What this task involves> Find the line that contains "One keypoint belongs on each instance. Indicate the gabled", then repeat it and each line after it to the end of the records, exactly.

----- Input data -----

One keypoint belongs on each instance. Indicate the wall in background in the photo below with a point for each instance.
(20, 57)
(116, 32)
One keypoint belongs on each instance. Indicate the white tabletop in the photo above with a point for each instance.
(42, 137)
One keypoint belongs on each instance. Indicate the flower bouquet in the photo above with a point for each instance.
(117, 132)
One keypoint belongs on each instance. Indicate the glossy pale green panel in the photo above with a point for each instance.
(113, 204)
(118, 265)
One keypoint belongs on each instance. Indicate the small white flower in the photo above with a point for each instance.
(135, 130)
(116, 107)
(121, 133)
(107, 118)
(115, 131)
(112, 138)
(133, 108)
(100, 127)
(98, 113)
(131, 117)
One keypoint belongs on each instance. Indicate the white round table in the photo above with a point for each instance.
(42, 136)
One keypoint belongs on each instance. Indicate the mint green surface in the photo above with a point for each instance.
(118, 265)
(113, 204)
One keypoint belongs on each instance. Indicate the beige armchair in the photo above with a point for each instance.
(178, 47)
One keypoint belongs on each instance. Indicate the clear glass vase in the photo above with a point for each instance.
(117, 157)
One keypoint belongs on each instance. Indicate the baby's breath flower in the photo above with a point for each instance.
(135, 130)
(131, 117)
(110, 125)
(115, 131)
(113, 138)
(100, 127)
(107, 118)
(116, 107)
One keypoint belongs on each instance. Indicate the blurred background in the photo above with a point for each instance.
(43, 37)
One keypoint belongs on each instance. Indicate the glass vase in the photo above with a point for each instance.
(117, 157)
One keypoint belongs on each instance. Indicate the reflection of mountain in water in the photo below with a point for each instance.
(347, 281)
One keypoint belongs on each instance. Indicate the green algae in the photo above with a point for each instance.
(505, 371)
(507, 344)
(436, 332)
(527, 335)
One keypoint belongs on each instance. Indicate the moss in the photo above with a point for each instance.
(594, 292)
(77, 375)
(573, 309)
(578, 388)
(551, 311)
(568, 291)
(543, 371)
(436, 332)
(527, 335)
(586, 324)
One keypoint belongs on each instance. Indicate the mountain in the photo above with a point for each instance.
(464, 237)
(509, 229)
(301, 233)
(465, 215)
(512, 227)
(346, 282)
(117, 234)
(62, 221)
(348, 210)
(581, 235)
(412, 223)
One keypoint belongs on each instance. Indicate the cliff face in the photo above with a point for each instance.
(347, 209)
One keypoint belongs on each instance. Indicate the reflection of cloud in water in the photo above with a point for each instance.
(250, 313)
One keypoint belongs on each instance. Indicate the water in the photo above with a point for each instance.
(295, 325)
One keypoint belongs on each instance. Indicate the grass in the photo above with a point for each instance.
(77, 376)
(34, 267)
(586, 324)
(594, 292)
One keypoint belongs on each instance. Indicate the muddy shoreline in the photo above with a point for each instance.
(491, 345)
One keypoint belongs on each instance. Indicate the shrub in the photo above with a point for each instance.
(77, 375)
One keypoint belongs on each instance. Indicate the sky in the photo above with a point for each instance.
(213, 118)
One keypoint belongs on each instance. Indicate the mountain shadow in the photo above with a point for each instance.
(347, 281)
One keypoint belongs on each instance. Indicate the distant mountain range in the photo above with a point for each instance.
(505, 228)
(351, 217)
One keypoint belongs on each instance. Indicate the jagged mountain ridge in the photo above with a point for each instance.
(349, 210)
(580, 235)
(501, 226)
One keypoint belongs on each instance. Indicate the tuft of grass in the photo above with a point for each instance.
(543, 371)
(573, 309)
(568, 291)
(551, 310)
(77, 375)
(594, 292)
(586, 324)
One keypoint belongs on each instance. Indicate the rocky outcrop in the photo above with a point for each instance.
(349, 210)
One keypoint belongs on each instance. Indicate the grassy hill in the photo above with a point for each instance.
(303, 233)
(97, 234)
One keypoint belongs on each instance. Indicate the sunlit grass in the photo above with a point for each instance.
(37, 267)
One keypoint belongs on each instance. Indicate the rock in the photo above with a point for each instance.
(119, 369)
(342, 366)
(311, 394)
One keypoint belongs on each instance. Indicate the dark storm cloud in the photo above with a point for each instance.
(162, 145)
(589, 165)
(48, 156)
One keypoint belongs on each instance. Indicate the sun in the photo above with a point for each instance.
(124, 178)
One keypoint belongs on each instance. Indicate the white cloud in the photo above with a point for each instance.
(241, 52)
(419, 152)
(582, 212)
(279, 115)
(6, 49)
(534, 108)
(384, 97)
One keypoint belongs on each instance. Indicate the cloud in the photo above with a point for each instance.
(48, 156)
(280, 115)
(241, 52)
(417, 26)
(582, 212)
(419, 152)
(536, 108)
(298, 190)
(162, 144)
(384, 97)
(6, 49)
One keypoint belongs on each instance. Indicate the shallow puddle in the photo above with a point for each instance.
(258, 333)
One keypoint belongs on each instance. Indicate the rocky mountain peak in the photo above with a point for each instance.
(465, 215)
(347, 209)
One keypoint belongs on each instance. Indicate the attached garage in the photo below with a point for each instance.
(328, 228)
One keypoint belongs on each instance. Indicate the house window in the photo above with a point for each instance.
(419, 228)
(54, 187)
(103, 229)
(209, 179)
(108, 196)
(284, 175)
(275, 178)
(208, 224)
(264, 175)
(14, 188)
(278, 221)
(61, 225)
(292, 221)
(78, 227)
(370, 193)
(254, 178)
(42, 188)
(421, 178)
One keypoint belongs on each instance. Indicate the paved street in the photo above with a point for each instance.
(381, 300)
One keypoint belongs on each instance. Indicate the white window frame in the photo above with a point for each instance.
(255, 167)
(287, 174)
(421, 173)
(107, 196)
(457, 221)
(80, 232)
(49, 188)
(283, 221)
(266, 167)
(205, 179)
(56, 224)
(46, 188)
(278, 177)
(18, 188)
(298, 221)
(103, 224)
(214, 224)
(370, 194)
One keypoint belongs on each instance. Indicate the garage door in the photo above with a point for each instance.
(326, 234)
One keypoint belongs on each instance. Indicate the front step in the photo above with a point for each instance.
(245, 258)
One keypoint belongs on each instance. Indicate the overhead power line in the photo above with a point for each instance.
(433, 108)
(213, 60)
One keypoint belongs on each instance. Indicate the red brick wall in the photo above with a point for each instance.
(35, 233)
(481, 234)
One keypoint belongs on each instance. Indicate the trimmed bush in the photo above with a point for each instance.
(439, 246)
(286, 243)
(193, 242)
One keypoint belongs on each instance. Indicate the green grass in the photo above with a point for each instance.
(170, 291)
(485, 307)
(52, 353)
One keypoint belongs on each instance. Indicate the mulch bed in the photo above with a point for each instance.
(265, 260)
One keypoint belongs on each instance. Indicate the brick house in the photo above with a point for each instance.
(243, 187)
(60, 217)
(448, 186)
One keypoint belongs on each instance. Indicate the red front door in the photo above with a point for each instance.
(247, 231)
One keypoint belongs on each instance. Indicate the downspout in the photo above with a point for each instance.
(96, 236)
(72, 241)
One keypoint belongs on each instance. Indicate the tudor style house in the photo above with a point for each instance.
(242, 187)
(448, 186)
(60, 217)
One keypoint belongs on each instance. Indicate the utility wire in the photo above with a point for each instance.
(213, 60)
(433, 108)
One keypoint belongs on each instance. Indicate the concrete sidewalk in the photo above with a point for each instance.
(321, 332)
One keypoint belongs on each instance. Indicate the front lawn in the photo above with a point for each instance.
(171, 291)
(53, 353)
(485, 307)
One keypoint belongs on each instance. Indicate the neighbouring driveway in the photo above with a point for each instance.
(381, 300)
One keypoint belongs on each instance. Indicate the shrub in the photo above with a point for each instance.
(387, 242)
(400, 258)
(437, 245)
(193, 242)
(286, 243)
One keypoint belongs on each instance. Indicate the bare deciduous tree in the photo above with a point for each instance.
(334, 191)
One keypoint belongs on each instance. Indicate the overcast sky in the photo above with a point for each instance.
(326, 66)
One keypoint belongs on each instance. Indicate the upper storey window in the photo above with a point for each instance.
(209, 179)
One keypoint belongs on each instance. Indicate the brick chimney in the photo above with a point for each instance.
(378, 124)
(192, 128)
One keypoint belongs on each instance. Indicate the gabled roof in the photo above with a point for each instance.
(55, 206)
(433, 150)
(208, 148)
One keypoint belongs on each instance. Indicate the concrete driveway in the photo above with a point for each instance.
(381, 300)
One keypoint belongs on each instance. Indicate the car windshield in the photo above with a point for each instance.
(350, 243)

-----

Answer for this exercise>
One keypoint belongs on each instance. Indicate the gabled roof in the photo above with a point for each instance.
(55, 206)
(433, 150)
(208, 148)
One keypoint belongs on each instance. Indicate the concrete driveway in the photo above with a point for each instance.
(381, 300)
One keypoint belongs on each instance. Indicate the car windshield in the photo above with a point for each instance.
(350, 243)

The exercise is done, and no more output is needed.